• _Listed entries_
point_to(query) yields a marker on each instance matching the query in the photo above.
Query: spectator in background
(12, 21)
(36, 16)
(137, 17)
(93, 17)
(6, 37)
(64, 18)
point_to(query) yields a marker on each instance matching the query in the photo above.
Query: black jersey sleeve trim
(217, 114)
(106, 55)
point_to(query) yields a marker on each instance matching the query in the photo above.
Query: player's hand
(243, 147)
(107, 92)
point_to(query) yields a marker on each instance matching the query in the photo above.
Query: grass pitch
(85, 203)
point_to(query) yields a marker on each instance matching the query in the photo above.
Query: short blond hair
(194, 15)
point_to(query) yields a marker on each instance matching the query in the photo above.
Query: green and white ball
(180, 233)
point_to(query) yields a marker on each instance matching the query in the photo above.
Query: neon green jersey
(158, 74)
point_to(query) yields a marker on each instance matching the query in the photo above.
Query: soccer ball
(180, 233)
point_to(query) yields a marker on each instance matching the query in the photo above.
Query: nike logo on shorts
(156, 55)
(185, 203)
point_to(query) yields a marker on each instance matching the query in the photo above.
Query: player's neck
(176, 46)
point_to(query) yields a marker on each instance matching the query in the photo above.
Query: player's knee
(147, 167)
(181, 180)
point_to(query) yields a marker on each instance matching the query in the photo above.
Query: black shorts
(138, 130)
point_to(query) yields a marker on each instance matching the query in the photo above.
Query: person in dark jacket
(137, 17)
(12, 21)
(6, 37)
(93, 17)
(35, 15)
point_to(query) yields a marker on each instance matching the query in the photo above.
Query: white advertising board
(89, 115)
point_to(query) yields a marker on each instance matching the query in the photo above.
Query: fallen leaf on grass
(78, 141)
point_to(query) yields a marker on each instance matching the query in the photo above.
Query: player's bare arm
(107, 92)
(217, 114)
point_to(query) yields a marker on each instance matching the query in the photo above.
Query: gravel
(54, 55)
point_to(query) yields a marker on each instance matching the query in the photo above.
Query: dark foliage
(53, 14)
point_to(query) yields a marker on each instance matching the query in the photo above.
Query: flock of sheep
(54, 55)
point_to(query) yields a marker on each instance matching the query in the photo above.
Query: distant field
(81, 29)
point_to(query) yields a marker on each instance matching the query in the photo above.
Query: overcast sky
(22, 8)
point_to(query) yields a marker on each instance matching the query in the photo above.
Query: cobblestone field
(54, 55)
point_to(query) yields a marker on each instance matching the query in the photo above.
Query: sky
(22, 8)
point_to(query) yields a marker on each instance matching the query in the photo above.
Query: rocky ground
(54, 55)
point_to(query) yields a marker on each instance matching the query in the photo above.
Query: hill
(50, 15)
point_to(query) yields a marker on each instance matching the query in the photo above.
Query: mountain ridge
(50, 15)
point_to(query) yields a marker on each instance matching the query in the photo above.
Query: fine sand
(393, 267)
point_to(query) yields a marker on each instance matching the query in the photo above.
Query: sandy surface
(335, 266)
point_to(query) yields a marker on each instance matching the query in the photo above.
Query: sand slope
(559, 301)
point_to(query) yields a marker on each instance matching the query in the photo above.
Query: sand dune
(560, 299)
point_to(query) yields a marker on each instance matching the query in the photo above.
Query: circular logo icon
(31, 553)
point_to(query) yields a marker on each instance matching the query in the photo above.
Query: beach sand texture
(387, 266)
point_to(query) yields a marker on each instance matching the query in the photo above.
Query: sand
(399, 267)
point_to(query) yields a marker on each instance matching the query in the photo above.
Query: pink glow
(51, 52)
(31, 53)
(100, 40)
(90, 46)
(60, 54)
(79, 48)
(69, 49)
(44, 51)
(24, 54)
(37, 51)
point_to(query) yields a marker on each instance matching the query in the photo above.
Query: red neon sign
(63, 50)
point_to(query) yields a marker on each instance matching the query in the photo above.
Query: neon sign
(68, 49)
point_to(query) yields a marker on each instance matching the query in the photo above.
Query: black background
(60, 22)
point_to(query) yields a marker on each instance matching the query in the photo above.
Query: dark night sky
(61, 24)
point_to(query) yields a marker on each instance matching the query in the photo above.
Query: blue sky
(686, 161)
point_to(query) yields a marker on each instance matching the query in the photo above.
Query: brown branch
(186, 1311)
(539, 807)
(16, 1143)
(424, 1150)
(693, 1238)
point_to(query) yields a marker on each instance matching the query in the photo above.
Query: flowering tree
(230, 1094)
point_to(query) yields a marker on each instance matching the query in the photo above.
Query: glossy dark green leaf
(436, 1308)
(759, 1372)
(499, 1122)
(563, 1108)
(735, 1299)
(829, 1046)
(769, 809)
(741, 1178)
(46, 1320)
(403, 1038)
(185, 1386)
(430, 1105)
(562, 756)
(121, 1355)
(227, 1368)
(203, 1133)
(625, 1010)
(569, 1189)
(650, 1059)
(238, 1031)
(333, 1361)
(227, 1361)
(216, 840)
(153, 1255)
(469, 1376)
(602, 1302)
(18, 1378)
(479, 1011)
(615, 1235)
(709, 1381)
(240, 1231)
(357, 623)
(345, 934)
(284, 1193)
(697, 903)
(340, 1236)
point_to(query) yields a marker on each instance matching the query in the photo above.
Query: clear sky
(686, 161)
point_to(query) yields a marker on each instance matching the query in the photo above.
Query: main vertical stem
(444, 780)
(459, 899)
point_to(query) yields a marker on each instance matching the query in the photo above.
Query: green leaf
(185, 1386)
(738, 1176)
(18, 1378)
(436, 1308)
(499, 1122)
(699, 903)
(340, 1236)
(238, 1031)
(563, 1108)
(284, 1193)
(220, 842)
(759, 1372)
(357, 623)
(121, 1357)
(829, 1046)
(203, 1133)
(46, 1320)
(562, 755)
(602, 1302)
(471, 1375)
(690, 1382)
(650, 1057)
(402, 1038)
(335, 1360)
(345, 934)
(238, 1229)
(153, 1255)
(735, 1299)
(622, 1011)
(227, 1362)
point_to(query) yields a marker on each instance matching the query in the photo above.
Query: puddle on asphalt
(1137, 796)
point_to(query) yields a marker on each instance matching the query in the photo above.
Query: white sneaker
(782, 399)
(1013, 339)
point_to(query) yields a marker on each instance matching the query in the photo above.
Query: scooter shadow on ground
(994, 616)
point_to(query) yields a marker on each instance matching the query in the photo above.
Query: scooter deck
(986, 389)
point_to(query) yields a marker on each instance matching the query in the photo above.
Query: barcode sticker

• _Work to complete_
Give the entries once more, exactly as they appear.

• _Complete output_
point_to(query) yields a marker on each instance matching the query in the photo above.
Query: spectator in background
(12, 21)
(36, 16)
(137, 17)
(93, 17)
(6, 37)
(64, 18)
point_to(query) yields a marker on each instance matching the query in the photo above.
Query: black jersey sleeve trim
(217, 114)
(106, 55)
point_to(query) yields a marker on each instance matching the query in the photo above.
Query: player's hand
(243, 147)
(107, 92)
point_to(query) yields a marker on each instance matching the query in the photo above.
Query: grass pitch
(85, 203)
point_to(query) yields a marker on each instance matching the query in the photo above.
Query: short blond hair
(194, 15)
point_to(query) yields a marker on each instance matching the query in the photo above.
Query: green and white ball
(180, 233)
point_to(query) yields a marker on each instance matching the query in the photo above.
Query: neon green jersey
(158, 74)
point_to(query) yields a marker on each instance matching the query in the photo above.
Query: soccer ball
(180, 233)
point_to(query) yields a marker on each instance matching the query in the photo above.
Query: nike logo on shorts
(156, 55)
(185, 203)
point_to(query) yields a marker on each instance matching the query in the photo above.
Query: player's neck
(176, 46)
point_to(query) yields a marker on each instance matching the query in the photo above.
Query: player's knee
(147, 167)
(181, 180)
point_to(query) yields a marker on each instance matching the query in the photo above.
Query: black shorts
(138, 130)
point_to(query) yields a marker on each instance matching the query in the photo above.
Query: person in dark jacket
(137, 17)
(12, 21)
(6, 37)
(93, 17)
(35, 15)
point_to(query) yields a marker on each instance matching the query in the photo above.
Query: white advertising board
(89, 115)
point_to(query) yields a marker on each instance matching the query in the photo above.
Query: fallen leaf on grass
(78, 141)
point_to(query) yields a marker on each instance matching the query in the photo above.
Query: player's bare arm
(107, 92)
(217, 114)
point_to(query) yields a marker on each instance matching the query in the photo above.
Query: gravel
(54, 55)
point_to(query) yields a marker on each instance matching the query in the photo above.
Query: dark foliage
(53, 14)
point_to(query) yields a marker on each instance matching the query in the photo above.
Query: flock of sheep
(54, 55)
point_to(query) yields a marker on each instance matching the query in the photo above.
Query: distant field
(81, 29)
point_to(query) yields a marker on each instance matching the query in the photo above.
Query: overcast sky
(22, 8)
point_to(query) yields a marker on each instance matching the query in the photo above.
Query: cobblestone field
(54, 55)
point_to(query) yields a marker on each instance matching the query in the photo above.
Query: sky
(22, 8)
point_to(query) yields a marker on each instance matching the query in the photo above.
Query: rocky ground
(54, 55)
point_to(query) yields a marker on each instance matching the query in the photo above.
Query: hill
(50, 15)
point_to(query) yields a marker on each instance matching the query in the photo above.
Query: mountain ridge
(50, 15)
point_to(query) yields a marker on each instance matching the query in the photo above.
Query: fine sand
(393, 267)
point_to(query) yields a marker on each instance matching the query in the photo above.
Query: sandy surface
(335, 266)
point_to(query) yields a marker on each instance matching the query in the photo above.
Query: sand slope
(559, 301)
point_to(query) yields a marker on each instance matching the query in the photo above.
Query: sand dune
(560, 299)
point_to(query) yields a marker on each instance matching the query in the photo above.
Query: circular logo icon
(31, 553)
point_to(query) yields a marker on each instance matching the query in the photo above.
Query: beach sand texture
(387, 266)
point_to(query) yields a marker on each instance matching the query in the photo above.
Query: sand
(399, 267)
point_to(query) yields a marker on each instance matching the query in the photo above.
Query: pink glow
(51, 52)
(31, 53)
(100, 40)
(90, 46)
(60, 54)
(79, 48)
(69, 49)
(44, 51)
(24, 54)
(37, 51)
point_to(query) yields a marker on each instance matching the query in the photo above.
Query: red neon sign
(63, 50)
point_to(query) yields a marker on each instance matching the query in the photo above.
Query: neon sign
(68, 49)
point_to(query) yields a marker on each instance matching the query in the photo above.
Query: black background
(60, 22)
point_to(query) yields a marker on each instance matching the query in the photo above.
Query: dark night sky
(61, 24)
point_to(query) yields a marker on each instance matching the query in the photo above.
Query: blue sky
(686, 161)
point_to(query) yields a marker on each instance matching the query in the photo above.
Query: brown branch
(186, 1311)
(539, 807)
(16, 1143)
(424, 1150)
(693, 1238)
point_to(query) yields a marker on each instance matching the query in the photo above.
Query: flowering tree
(230, 1094)
point_to(query) yields a marker on each instance matching the query in the photo above.
Query: glossy dark green leaf
(436, 1308)
(759, 1372)
(499, 1122)
(563, 1108)
(735, 1299)
(829, 1046)
(769, 809)
(741, 1178)
(46, 1320)
(403, 1038)
(185, 1386)
(430, 1105)
(562, 756)
(121, 1355)
(227, 1368)
(203, 1133)
(625, 1010)
(569, 1189)
(650, 1059)
(238, 1031)
(333, 1361)
(227, 1361)
(216, 840)
(153, 1255)
(469, 1376)
(602, 1302)
(18, 1378)
(479, 1011)
(615, 1235)
(709, 1381)
(240, 1231)
(357, 623)
(345, 934)
(284, 1193)
(697, 903)
(340, 1236)
point_to(query) yields a marker on each instance matching the query in the photo above.
Query: clear sky
(686, 161)
point_to(query) yields a marker on each instance matching the query in the photo above.
Query: main vertical stem
(444, 780)
(459, 899)
point_to(query) yields a marker on each instance matching the query in the photo above.
Query: green leaf
(185, 1386)
(738, 1176)
(18, 1378)
(436, 1308)
(499, 1122)
(699, 903)
(340, 1236)
(238, 1031)
(563, 1108)
(284, 1193)
(220, 842)
(759, 1372)
(357, 623)
(121, 1357)
(829, 1046)
(203, 1133)
(46, 1320)
(562, 755)
(602, 1302)
(471, 1375)
(690, 1382)
(650, 1057)
(402, 1038)
(335, 1360)
(345, 934)
(238, 1229)
(153, 1255)
(735, 1299)
(622, 1011)
(227, 1362)
point_to(query) yields a marker on each instance matching the query in the photo above.
Query: puddle on asphalt
(1137, 796)
point_to(query) yields a marker on each instance matching the query in the photo above.
Query: white sneaker
(782, 399)
(1013, 339)
point_to(query) yields a marker on each instance matching the query in the photo above.
Query: scooter shadow on ground
(994, 616)
point_to(query) yields a marker on each instance matching the query in the photo above.
Query: scooter deck
(986, 389)
point_to(query) yields a marker on each instance matching the query in the photo above.
Query: barcode sticker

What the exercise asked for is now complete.